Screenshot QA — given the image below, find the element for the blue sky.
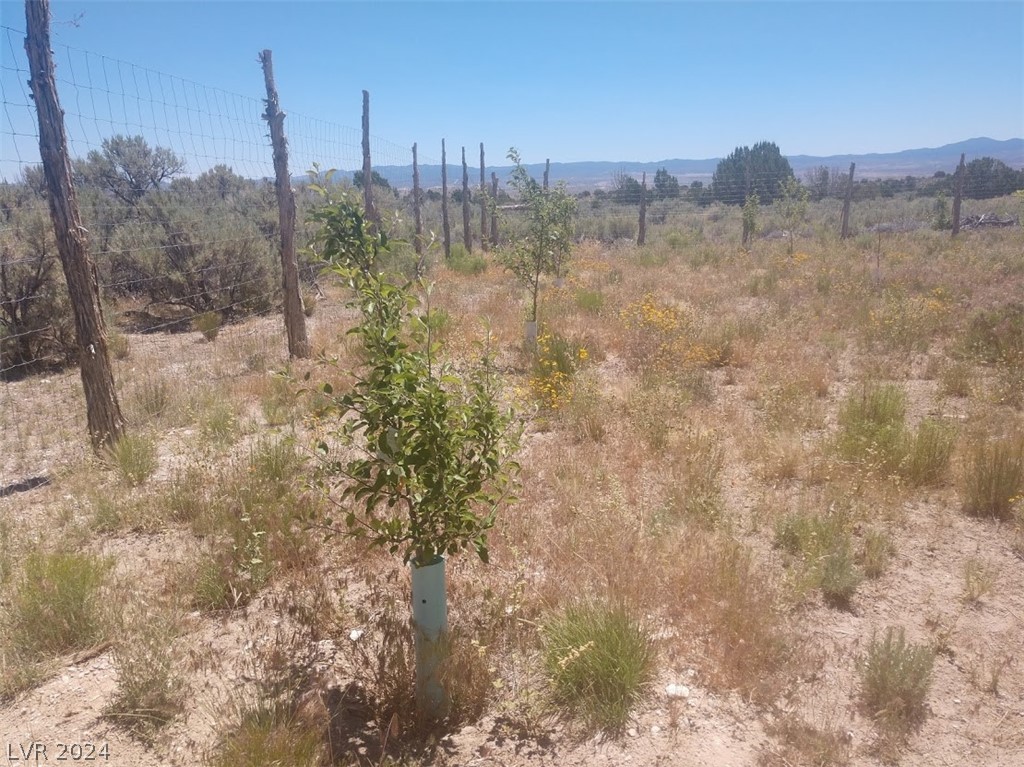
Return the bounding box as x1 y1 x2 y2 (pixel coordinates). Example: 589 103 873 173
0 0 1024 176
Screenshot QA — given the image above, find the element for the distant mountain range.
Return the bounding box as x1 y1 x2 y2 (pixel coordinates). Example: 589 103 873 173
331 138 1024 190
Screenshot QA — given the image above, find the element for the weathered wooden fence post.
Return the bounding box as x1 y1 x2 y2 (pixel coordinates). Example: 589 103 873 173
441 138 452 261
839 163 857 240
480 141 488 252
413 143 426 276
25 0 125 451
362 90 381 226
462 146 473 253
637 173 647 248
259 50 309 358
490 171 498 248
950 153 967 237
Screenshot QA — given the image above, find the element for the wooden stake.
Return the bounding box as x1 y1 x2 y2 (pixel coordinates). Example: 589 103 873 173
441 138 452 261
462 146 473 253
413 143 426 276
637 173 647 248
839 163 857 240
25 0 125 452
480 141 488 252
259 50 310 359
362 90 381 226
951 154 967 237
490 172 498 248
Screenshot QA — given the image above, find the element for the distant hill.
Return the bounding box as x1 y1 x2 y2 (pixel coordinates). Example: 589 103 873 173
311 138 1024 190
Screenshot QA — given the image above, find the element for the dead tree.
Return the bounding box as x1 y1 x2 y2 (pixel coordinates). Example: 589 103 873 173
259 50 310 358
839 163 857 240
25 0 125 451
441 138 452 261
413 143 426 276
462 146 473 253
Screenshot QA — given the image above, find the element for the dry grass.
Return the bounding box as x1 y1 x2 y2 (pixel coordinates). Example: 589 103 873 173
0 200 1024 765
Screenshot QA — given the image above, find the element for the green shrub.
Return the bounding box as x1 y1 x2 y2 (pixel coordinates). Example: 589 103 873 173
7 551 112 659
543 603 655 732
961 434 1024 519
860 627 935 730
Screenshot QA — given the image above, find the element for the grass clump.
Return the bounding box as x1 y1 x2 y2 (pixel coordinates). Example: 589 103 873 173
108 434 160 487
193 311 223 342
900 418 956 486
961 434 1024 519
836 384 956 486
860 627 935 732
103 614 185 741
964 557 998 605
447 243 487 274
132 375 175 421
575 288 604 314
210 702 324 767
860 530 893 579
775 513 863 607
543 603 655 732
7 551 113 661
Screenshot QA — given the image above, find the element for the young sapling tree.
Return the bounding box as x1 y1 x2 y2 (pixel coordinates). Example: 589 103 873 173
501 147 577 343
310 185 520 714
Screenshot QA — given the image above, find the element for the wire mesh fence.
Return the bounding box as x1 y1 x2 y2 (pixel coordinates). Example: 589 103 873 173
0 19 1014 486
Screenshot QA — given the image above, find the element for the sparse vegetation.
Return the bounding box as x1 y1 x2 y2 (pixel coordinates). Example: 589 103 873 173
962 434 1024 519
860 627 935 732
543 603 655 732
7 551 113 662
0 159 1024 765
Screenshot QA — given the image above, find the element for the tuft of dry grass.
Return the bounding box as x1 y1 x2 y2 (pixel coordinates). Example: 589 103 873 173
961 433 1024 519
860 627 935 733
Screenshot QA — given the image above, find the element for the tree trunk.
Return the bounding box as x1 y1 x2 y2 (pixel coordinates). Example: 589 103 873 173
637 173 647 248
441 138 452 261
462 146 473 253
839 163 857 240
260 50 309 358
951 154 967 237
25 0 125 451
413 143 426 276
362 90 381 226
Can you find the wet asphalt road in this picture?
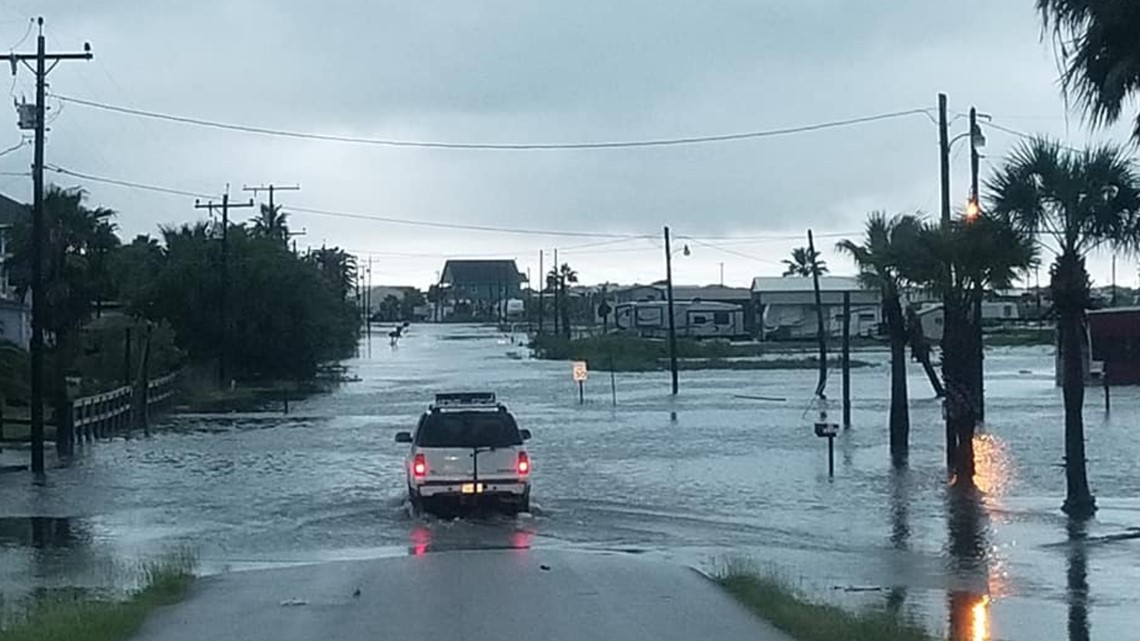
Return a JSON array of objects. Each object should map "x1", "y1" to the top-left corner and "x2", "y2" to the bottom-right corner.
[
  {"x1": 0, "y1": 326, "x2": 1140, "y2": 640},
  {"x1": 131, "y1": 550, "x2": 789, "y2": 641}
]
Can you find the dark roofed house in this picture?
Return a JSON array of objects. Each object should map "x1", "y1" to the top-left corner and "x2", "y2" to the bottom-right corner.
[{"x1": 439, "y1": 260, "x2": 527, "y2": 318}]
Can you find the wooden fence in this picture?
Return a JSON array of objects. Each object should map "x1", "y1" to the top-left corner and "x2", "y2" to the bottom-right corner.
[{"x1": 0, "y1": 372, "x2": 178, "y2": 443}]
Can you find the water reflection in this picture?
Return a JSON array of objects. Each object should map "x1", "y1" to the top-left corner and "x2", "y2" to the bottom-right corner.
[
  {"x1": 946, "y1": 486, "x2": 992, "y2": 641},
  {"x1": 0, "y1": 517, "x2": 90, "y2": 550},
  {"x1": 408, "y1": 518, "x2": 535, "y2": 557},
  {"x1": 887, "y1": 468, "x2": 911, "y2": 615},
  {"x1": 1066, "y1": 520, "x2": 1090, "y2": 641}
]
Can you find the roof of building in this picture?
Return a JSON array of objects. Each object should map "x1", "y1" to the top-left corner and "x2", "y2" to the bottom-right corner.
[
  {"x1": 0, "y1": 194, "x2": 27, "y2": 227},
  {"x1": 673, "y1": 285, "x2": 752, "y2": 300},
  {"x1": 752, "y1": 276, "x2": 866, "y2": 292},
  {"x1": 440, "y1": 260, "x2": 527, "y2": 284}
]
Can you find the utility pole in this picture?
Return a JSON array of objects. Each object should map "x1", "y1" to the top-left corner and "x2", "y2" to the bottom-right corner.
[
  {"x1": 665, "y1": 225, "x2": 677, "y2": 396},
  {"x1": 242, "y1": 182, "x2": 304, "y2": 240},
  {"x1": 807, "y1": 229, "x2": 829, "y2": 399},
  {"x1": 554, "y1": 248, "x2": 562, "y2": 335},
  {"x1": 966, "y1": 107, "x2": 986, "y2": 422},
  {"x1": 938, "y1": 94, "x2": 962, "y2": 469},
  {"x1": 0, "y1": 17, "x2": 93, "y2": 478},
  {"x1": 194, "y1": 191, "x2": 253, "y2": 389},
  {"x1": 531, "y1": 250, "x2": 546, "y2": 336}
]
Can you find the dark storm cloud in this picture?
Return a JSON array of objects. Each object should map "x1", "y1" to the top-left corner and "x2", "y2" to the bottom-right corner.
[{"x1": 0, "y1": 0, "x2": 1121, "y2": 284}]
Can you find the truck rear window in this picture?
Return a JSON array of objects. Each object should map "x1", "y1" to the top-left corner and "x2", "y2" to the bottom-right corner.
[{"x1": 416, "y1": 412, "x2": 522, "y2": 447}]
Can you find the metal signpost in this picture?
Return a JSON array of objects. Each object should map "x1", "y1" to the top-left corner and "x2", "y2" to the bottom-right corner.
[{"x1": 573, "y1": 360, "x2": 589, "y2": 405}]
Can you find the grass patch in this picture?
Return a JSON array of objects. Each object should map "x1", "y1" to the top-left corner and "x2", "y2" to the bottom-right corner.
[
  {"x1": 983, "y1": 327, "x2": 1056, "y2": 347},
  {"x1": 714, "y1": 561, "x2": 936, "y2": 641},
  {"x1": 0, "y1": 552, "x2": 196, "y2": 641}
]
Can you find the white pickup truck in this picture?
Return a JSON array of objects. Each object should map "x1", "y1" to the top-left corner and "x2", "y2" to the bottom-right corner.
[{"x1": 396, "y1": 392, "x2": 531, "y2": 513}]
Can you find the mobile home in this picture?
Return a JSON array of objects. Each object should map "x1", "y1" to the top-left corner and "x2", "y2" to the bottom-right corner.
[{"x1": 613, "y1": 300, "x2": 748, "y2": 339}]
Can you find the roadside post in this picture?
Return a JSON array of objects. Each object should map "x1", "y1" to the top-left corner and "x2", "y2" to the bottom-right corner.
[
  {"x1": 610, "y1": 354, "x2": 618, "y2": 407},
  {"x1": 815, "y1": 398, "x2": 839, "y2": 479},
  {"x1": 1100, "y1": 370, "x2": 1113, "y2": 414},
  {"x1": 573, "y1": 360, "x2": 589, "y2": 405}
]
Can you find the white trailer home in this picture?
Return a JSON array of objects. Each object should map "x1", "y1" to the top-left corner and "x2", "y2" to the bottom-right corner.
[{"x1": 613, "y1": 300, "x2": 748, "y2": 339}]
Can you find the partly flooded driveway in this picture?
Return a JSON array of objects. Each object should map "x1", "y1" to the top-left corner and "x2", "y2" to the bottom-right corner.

### [EXERCISE]
Render the stretch from the line containing "Can you find the metal" through the end of the entries as a Markdown table with the columns "Row" and "Line", giving each line its own numbered row and skipping blank lines.

### [SOLVED EXERCISE]
| Row | Line |
|---|---|
| 1 | Can you find the metal signpost in this picture? |
| 2 | Return a JSON array of objects. Each object should map "x1", "y1" to the top-left corner and "x2", "y2" to the bottom-right corner. |
| 3 | [{"x1": 573, "y1": 360, "x2": 589, "y2": 405}] |
| 4 | Can you find the grass patch in this picture? |
| 5 | Return a JSON array of objects. Each object should map "x1", "y1" to the top-left corner and "x2", "y2" to the bottom-right corner. |
| 6 | [ |
| 7 |   {"x1": 983, "y1": 327, "x2": 1056, "y2": 347}, |
| 8 |   {"x1": 714, "y1": 561, "x2": 936, "y2": 641}, |
| 9 |   {"x1": 0, "y1": 552, "x2": 196, "y2": 641} |
| 10 | ] |
| 11 | Can you find the white pickup truck in this picture? |
| 12 | Return a JSON array of objects. Each object should map "x1", "y1" to the top-left corner and "x2", "y2" to the bottom-right corner. |
| 13 | [{"x1": 396, "y1": 392, "x2": 531, "y2": 513}] |
| 14 | Can you find the mobile home in this picture? |
| 15 | Return a JSON array of objects. Each object should map "x1", "y1" to the top-left corner and "x2", "y2" to the bottom-right corner. |
| 16 | [{"x1": 613, "y1": 300, "x2": 748, "y2": 339}] |
| 17 | Can you find the roadside post in this picture? |
| 18 | Return a JSON array of objects. Each object should map "x1", "y1" to the top-left corner and "x2", "y2" to the bottom-right corner. |
| 19 | [ |
| 20 |   {"x1": 610, "y1": 354, "x2": 618, "y2": 407}, |
| 21 |   {"x1": 815, "y1": 398, "x2": 839, "y2": 479}, |
| 22 |   {"x1": 1100, "y1": 370, "x2": 1113, "y2": 414}, |
| 23 |   {"x1": 573, "y1": 360, "x2": 589, "y2": 405} |
| 24 | ] |
| 25 | Can you find the white trailer home in this picture? |
| 26 | Return a JSON array of objects. Each object should map "x1", "y1" to the top-left corner and "x2", "y2" to the bottom-right corner. |
| 27 | [{"x1": 613, "y1": 300, "x2": 748, "y2": 339}] |
| 28 | Can you find the partly flooded driveway in this picture? |
| 29 | Return a JSON array of objects. Each object should map "x1", "y1" to the top-left corner and "x2", "y2" to the bottom-right corner. |